* **Task goal**
Print out every line, exactly as written.

Stored data entries
────────────────────────────────────────

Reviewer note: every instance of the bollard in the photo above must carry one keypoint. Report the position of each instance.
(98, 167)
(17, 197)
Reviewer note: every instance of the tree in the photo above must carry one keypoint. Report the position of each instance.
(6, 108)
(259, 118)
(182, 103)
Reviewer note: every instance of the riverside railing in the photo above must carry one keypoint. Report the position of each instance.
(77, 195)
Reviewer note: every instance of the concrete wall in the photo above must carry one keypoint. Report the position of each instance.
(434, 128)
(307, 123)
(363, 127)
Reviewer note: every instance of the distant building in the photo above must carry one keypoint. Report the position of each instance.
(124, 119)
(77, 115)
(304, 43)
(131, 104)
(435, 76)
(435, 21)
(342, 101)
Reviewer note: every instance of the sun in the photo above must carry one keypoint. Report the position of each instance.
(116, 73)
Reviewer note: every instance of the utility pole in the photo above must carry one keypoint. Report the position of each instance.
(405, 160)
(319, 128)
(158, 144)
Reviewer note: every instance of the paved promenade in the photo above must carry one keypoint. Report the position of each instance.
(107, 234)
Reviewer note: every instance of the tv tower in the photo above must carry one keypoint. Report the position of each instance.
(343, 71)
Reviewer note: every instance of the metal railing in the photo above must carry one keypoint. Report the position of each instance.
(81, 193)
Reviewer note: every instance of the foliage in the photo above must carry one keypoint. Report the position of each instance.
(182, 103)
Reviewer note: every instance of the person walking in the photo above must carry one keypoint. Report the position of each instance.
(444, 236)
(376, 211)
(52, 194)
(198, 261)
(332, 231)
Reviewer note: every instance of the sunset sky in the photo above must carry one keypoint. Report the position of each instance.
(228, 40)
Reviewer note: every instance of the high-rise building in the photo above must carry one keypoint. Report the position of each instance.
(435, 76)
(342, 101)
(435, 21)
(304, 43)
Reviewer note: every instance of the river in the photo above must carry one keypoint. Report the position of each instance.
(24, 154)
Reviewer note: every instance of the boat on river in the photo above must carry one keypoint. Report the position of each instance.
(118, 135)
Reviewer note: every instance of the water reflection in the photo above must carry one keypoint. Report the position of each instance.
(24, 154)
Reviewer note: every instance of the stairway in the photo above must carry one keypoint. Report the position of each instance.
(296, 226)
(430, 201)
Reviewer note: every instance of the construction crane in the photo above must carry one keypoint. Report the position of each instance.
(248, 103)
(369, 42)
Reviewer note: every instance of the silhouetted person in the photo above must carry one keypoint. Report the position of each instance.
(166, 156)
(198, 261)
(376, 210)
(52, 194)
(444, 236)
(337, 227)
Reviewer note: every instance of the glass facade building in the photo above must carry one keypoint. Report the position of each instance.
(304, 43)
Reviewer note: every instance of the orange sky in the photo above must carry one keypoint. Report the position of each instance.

────────────────────────────────────────

* **Answer for the task**
Reviewer note: every instance of the bollard in the photo above must carry one keypoint. Report the position of each instance.
(98, 167)
(17, 197)
Reviewer note: every instance of the tree in the photo above must carry one keypoint. Report the position of each instance.
(6, 108)
(259, 118)
(182, 103)
Reviewer note: every instance of the riverside railing in the photo above must carry one keypoint. Report the position of each instance.
(77, 195)
Reviewer note: every instance of the concrete wall in the photo above must carry one keypoint. Report the position of each instance.
(434, 128)
(307, 123)
(363, 127)
Reviewer note: every instance of the distant building in the photo above must carry one keypoint. Report the position of each instance.
(124, 119)
(77, 115)
(304, 43)
(131, 104)
(435, 76)
(435, 21)
(342, 101)
Reviewer note: every instance of the sun in the photo above must carry one keypoint. Report the position of each instance.
(116, 73)
Reviewer note: every instance of the utility pole in the photo above must carry one keypoint. Report the position of each instance.
(405, 160)
(319, 128)
(158, 144)
Reviewer note: every instance of the paved promenade in the photo above must carry one keypoint. Report the position of each instance.
(107, 234)
Reviewer note: every instance of the tv tower in the photo above must carry one keypoint. Report the position of each instance.
(343, 71)
Reviewer note: every instance of the metal railing in the photo above must carry one keypoint. Report the position of each instance.
(81, 193)
Reviewer note: every instance of the foliage in the photo above must carry one keypoint. Report the position of each instance.
(182, 103)
Reviewer note: every instance of the person walking in the photo above must carry one keypoint. Report the position of each instance.
(444, 236)
(376, 211)
(52, 194)
(198, 261)
(332, 231)
Reviewer note: every instance of the sunset sky in the photo above must carry one keypoint. Report the position of each instance.
(228, 40)
Reviewer note: every instance of the high-rise building in the photo above must carry one keypoint. Report the position of each instance.
(435, 76)
(342, 101)
(435, 21)
(304, 43)
Reviewer note: every instance of the river in the photo above must carry one keypoint. Report the position of each instance.
(24, 154)
Reviewer note: every instance of the boat on river in the photo above must carry one keypoint. Report the position of each instance.
(118, 135)
Reviewer note: every instance of the water reflection in the photo above must carry one keypoint. Report the position of each instance.
(24, 154)
Reviewer note: every instance of the stairway in the photo above must carry one keypoint. Report the position of each instance.
(296, 226)
(430, 201)
Reviewer note: every instance of the construction crane in the photo above must carry one keypoint. Report the position of each instance.
(248, 103)
(369, 42)
Reviewer note: every instance of the silhouetted person in the photo above must carry one keypoint. Report the position of each instance.
(166, 156)
(198, 261)
(376, 210)
(52, 194)
(444, 236)
(337, 227)
Reviewer note: every instance of the glass facade building in the photo above must carry one keypoint. Report the position of each instance.
(304, 43)
Reviewer note: every instance of the orange sky in the photo above must carry one keypoint. Report the position of each instance.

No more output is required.